LIST OF TASKS
A - From the NHS funding extract, reproduce the passage from "Mr. Hutton: The" up to and including "formula since 199899.".
B - According to the NHS funding extract, which areas does the emergency ambulance cost adjustment particularly benefit?

START EXTRACT TO READ

Within the formula the staff market forces factor estimates the relative differentials that national health service employers need to pay in order to recruit and retain staff. And the emergency ambulance cost adjustment reflects the unavoidable cost variations of providing emergency ambulance services. This adjustment particularly benefits areas with low population density and lower numbers of journeys than average.
Dr. Murrison: To ask the Secretary of State for Health what plans he has for including rurality as a factor in the NHS funding formula. 
Mr. Hutton: The national health service funding formula weights each health authority's population according to their relative need for health care and the unavoidable geographical differences in the cost of providing health care.
Earlier studies have not identified evidence of need for health care associated with rurality that is not already covered within the formula. However some services cost more to provide in rural areas. An emergency ambulance cost adjustment has been included in the formula since 199899.
A review of the formula is currently under way. By 2003 following the review, reducing inequalities will be a key criterion for allocating NHS resources to different parts of the country. The review will include consideration of the health needs of rural areas.
Mr. Webb: To ask the Secretary of State for Health, pursuant to his answer of 5 November 2001, Official Report, column 118W, regarding major capital projects, when he expects to invite the next round of strategic outline cases for hospital building projects. 
Mr. Hutton [holding answer 13 November 2001]: There are currently no plans to invite a further round of strategic outline business cases for major hospital building projects. However, Ministers will consider cases outside this round where necessary.

END EXTRACT TO READ
START LISTED ENTRIES

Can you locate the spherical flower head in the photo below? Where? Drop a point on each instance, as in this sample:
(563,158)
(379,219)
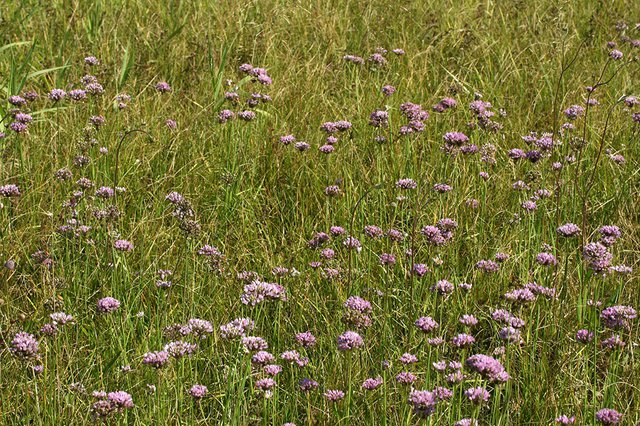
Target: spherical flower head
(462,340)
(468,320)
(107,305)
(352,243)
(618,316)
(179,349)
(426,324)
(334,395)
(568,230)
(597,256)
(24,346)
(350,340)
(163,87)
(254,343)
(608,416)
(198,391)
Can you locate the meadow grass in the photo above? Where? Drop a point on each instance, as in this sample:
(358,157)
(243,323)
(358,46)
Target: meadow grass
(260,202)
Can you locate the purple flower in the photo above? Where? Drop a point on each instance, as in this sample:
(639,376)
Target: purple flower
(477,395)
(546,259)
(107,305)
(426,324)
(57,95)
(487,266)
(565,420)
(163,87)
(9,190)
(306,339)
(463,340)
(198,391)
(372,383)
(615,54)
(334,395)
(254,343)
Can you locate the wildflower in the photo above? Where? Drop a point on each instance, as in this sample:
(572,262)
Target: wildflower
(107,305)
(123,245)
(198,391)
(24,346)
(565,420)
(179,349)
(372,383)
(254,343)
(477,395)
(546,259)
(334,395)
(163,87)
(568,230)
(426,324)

END LISTED ENTRIES
START LISTED ENTRIES

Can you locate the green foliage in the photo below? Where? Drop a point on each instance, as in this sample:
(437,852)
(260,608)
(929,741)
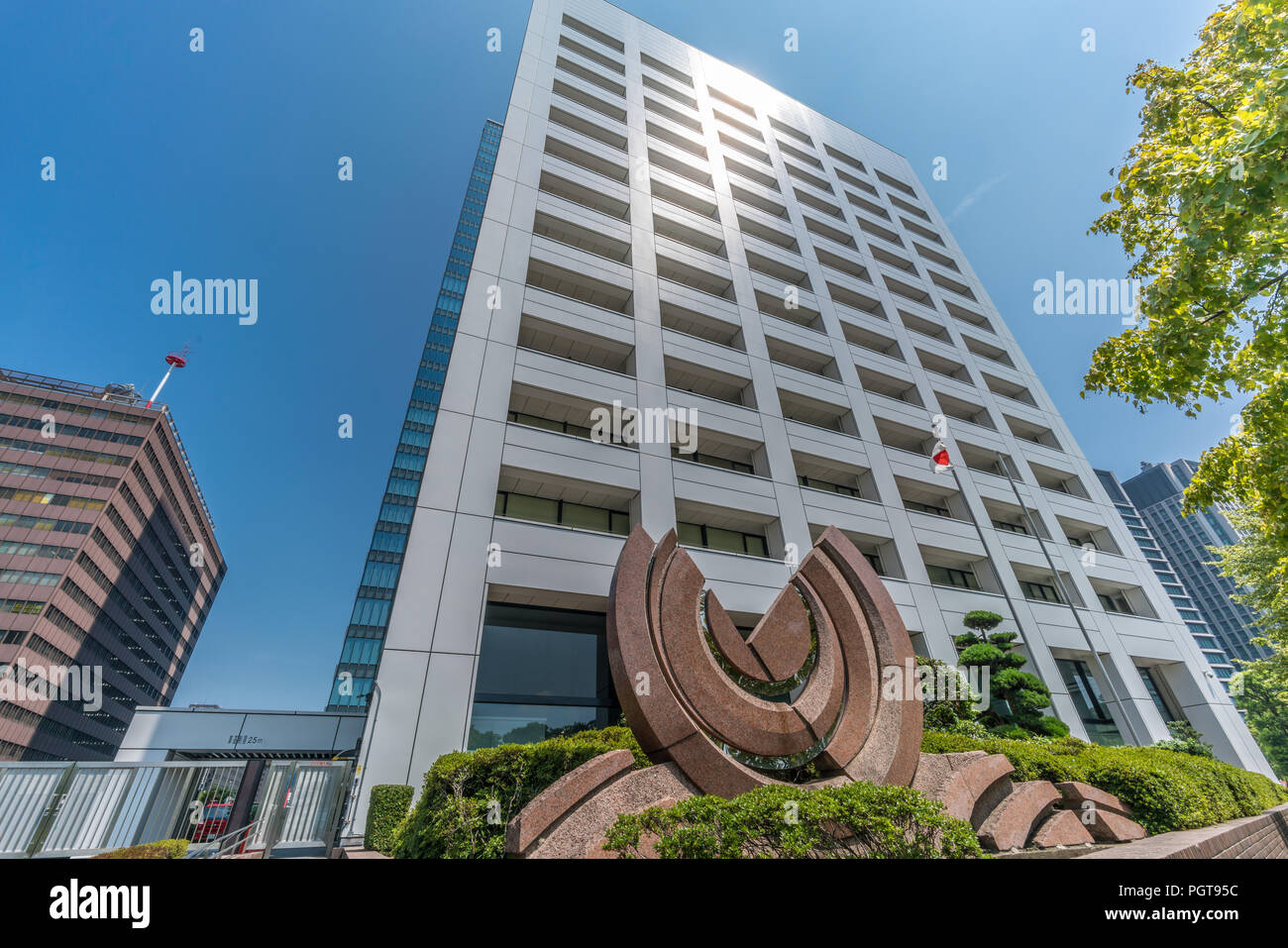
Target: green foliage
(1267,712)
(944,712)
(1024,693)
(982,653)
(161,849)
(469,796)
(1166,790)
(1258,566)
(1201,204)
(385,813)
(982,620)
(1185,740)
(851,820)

END LISTED ENTRIES

SOLUTIONS TO THE TASKS
A -
Mr. Hutton: The national health service funding formula weights each health authority's population according to their relative need for health care and the unavoidable geographical differences in the cost of providing health care.
Earlier studies have not identified evidence of need for health care associated with rurality that is not already covered within the formula. However some services cost more to provide in rural areas. An emergency ambulance cost adjustment has been included in the formula since 199899.

B - Areas with low population density and lower numbers of journeys than average.